WHAT TO PRODUCE:
In the entries below, set down word for word every line from the one containing "blue face paint, pixel coordinates, sample" through the end of the entries, including both the first and last lines.

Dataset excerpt
- - - - - - -
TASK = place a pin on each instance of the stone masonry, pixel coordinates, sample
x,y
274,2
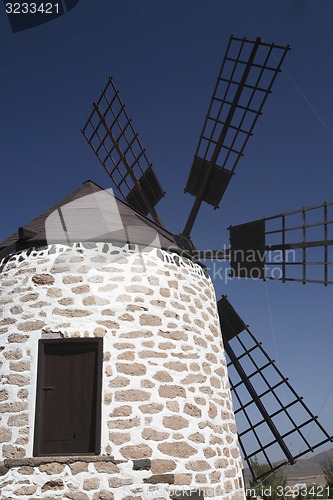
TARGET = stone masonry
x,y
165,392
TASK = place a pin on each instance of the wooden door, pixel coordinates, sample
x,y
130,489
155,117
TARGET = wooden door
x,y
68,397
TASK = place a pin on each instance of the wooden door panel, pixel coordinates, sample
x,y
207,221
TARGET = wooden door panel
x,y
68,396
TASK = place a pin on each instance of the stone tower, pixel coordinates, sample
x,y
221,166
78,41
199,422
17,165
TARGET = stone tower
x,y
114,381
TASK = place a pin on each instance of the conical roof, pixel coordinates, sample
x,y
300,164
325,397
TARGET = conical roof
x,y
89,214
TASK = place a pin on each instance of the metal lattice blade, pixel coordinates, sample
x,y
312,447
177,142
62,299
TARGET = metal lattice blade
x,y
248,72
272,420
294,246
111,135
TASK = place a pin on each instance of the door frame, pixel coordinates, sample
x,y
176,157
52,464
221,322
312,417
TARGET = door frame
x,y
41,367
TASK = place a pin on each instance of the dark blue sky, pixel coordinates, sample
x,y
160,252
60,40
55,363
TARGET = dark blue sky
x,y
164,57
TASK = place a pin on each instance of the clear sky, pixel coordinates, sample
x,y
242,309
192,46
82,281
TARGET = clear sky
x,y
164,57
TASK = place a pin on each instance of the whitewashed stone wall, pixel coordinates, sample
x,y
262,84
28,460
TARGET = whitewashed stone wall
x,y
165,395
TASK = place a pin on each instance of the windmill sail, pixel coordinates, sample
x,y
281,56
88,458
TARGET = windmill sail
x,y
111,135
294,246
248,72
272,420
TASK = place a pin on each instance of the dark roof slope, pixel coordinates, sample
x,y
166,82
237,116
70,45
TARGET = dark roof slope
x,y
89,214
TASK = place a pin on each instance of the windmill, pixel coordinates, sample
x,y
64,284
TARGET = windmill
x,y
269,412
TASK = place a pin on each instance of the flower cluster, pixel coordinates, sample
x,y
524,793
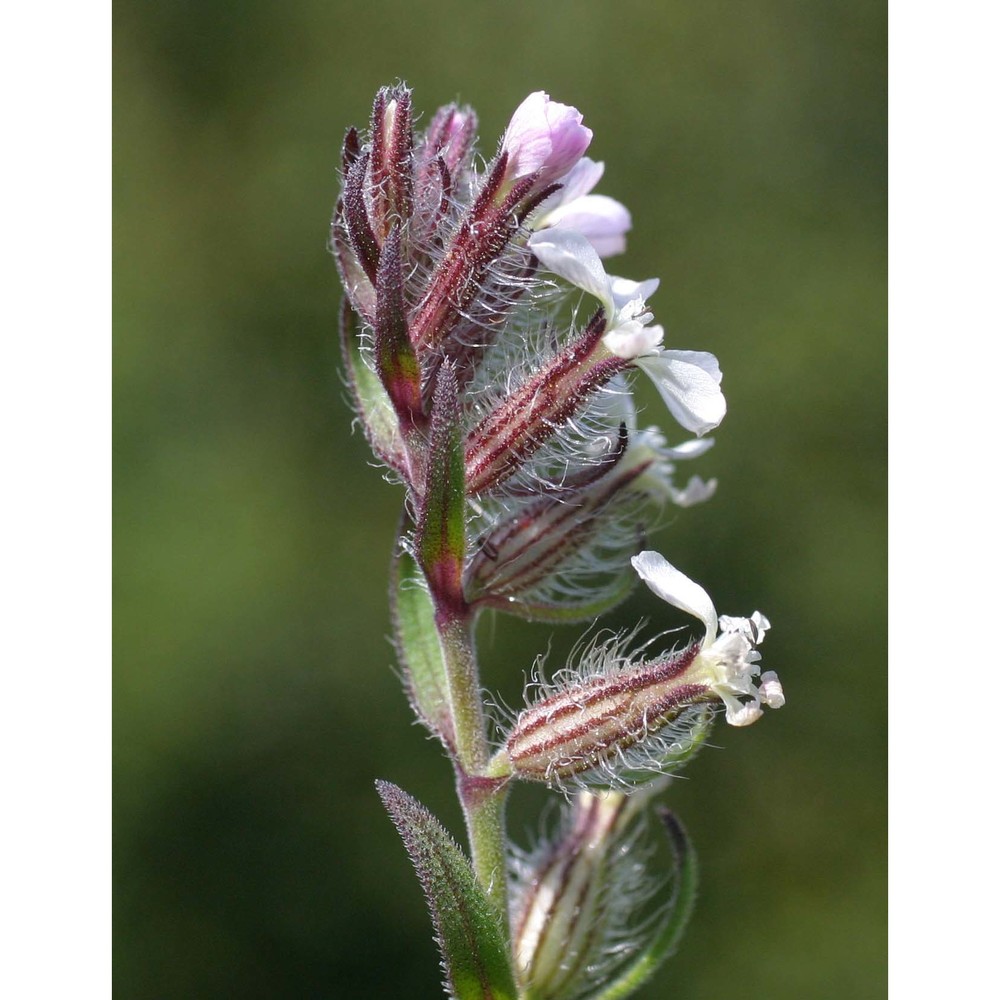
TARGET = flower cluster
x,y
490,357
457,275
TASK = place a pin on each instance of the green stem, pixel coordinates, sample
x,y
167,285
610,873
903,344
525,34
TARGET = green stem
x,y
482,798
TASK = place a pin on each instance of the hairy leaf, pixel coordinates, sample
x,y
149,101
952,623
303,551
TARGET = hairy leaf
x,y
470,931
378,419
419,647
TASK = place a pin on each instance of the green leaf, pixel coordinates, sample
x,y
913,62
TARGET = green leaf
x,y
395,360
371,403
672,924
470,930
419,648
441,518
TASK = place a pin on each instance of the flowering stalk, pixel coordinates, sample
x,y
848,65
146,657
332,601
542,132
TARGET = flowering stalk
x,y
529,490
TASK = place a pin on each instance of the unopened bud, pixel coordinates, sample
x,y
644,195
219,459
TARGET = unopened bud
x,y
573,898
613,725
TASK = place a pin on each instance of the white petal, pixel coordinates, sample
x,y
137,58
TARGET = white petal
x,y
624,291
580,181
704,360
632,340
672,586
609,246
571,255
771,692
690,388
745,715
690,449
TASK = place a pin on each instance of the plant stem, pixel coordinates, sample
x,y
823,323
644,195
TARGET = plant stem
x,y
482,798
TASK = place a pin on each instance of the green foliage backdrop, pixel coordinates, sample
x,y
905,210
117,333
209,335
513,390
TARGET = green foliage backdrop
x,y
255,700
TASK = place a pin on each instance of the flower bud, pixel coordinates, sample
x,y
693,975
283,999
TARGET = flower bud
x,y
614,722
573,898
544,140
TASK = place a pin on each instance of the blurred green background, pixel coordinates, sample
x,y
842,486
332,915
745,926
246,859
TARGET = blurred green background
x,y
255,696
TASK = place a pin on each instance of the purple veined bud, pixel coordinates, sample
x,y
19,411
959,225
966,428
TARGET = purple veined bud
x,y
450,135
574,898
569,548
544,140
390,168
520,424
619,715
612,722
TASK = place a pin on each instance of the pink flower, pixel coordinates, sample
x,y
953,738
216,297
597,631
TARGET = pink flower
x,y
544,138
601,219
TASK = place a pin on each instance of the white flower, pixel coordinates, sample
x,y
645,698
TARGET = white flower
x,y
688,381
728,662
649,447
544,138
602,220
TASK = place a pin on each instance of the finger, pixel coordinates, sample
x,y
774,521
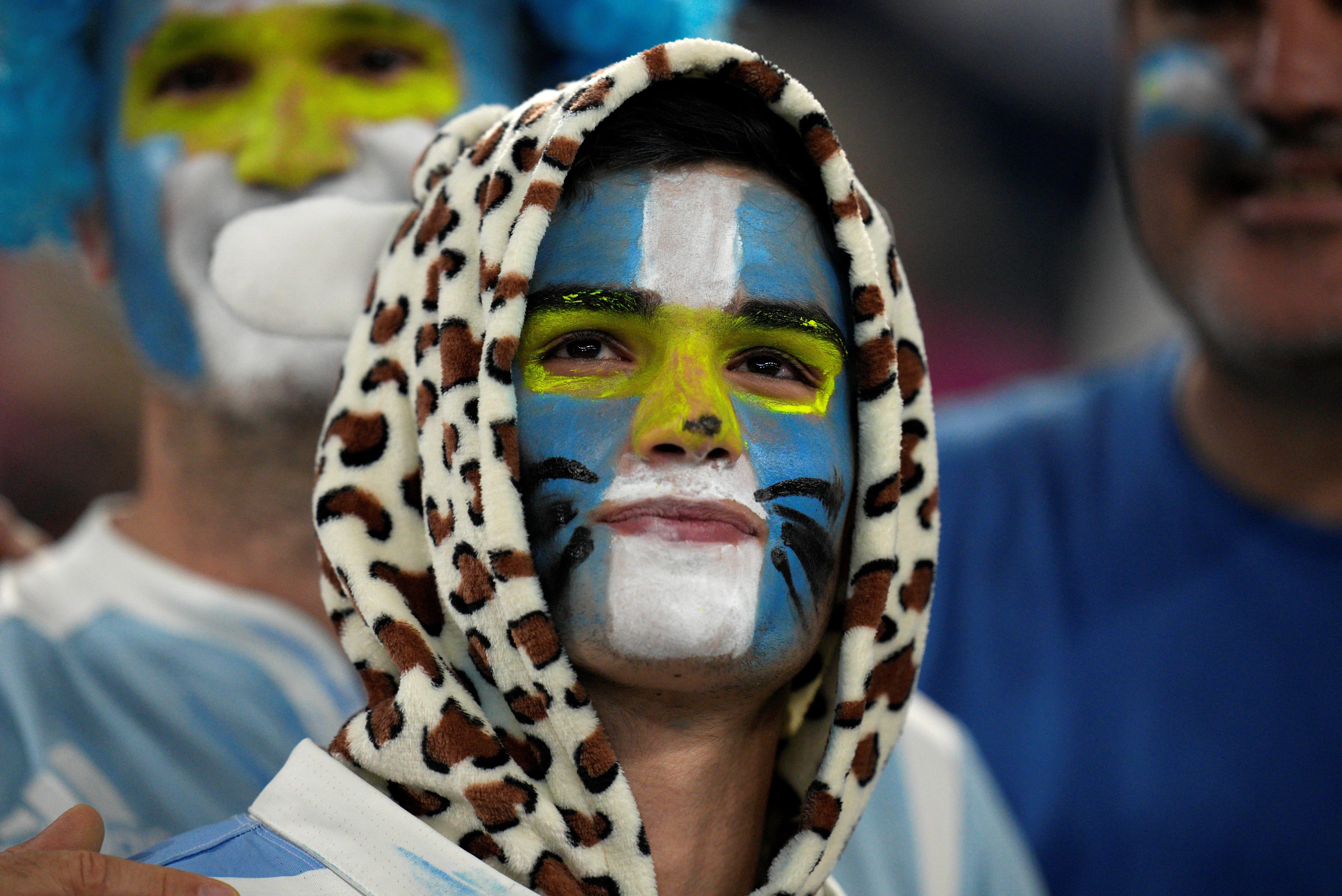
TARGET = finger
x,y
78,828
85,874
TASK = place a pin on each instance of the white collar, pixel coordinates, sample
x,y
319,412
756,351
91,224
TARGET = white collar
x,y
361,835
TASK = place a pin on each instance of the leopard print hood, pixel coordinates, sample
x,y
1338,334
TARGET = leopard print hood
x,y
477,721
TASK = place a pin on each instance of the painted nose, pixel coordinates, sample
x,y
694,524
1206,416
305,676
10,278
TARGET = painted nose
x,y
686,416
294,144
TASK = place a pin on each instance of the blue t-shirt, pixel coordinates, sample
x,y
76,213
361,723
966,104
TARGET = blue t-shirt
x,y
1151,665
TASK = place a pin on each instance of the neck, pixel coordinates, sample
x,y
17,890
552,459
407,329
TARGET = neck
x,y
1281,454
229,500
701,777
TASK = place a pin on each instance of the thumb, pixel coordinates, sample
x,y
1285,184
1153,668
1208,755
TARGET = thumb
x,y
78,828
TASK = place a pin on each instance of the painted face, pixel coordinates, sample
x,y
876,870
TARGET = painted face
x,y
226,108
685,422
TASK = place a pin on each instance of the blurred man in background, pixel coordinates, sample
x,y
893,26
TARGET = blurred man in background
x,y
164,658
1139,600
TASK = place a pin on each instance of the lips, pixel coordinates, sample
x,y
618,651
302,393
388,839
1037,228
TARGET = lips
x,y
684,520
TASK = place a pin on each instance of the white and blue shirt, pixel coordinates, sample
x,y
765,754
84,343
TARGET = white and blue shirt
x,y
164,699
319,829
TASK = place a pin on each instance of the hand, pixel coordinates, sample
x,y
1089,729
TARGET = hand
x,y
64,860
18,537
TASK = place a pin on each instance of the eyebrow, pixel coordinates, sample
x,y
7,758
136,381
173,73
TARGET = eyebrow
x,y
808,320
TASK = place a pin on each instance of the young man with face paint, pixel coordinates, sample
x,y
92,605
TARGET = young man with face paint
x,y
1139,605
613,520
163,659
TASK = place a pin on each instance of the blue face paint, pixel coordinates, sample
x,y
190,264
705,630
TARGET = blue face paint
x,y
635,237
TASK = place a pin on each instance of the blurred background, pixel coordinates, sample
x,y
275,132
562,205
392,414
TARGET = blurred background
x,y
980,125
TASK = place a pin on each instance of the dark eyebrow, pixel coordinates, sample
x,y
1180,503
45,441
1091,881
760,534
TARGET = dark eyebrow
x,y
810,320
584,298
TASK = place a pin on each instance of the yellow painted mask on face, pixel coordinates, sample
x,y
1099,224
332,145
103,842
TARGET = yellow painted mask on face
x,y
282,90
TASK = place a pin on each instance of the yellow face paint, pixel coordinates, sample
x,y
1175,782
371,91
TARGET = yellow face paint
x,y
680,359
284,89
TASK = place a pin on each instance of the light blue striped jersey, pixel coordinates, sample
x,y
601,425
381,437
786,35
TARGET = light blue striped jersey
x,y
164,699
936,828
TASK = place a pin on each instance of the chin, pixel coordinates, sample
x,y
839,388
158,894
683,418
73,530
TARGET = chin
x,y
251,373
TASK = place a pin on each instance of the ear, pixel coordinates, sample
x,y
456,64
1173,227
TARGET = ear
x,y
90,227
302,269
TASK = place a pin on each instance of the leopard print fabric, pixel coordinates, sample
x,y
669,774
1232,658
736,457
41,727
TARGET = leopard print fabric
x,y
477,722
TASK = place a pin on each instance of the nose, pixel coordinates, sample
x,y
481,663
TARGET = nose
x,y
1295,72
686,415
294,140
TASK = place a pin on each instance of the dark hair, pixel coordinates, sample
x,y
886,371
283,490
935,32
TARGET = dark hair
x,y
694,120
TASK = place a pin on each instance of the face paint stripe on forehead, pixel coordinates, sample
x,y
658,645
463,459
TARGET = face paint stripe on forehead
- - - - - - -
RESULT OF THIS TASK:
TASK = place a pin on each instance of the blue face paint, pixel coordinates, sample
x,y
190,264
705,630
TARGET = blue face paint
x,y
635,237
TASK = place a pin on each instance of the blurred background, pixel coordinates, sample
x,y
275,132
562,205
392,414
TARGET = blurred background
x,y
980,125
TASK = place a pin on each instance of the dark eyebrow, pixel coordinates, sample
x,y
1180,503
45,441
1091,881
760,534
TARGET = dark eyebrow
x,y
810,320
584,298
TASK = place a pin on each instance of the yellow painted mask on face, pixel coordinates, sample
x,y
1099,224
332,145
103,842
TARGET = yellow painted mask on face
x,y
282,90
TASK = place a pin on each instance of the yellow face paint, pixel coordinates, sample
x,y
1175,782
371,91
TARGET = yellow face paint
x,y
680,359
284,89
TASK = place a pin on each instance of the light blue striped jersey, pixel coordinates, sample
x,y
601,425
381,437
786,35
TARGET = light blue striped jersey
x,y
164,699
936,828
TASK = place a pin on each instance of the chin, pixel coordinates, sample
x,y
839,388
158,894
683,418
73,530
TARGET = chin
x,y
251,373
TASK = place a pin on each instance of the ear, pixel coordinates, sample
x,y
456,64
1173,227
TARGET = ear
x,y
90,227
302,269
TASK = place a pin on each instance of the leopard print fabric, pixel coordinates, sample
x,y
669,774
1232,658
736,457
41,727
TARGET = leopard print fabric
x,y
477,722
TASK = place a pin on each instance of the nose, pixel coordinates, sample
x,y
481,663
TARGET = nose
x,y
1295,72
686,415
294,140
TASK = place a pin on each instance of the dark hair, pixel coordinates, sample
x,y
886,371
283,490
935,32
TARGET = dark hair
x,y
694,120
TASK = place a pin on each instance of the face paint stripe on forehead, pixel coordinates, sample
x,y
658,645
463,459
TARGET = face paint stripe on forehead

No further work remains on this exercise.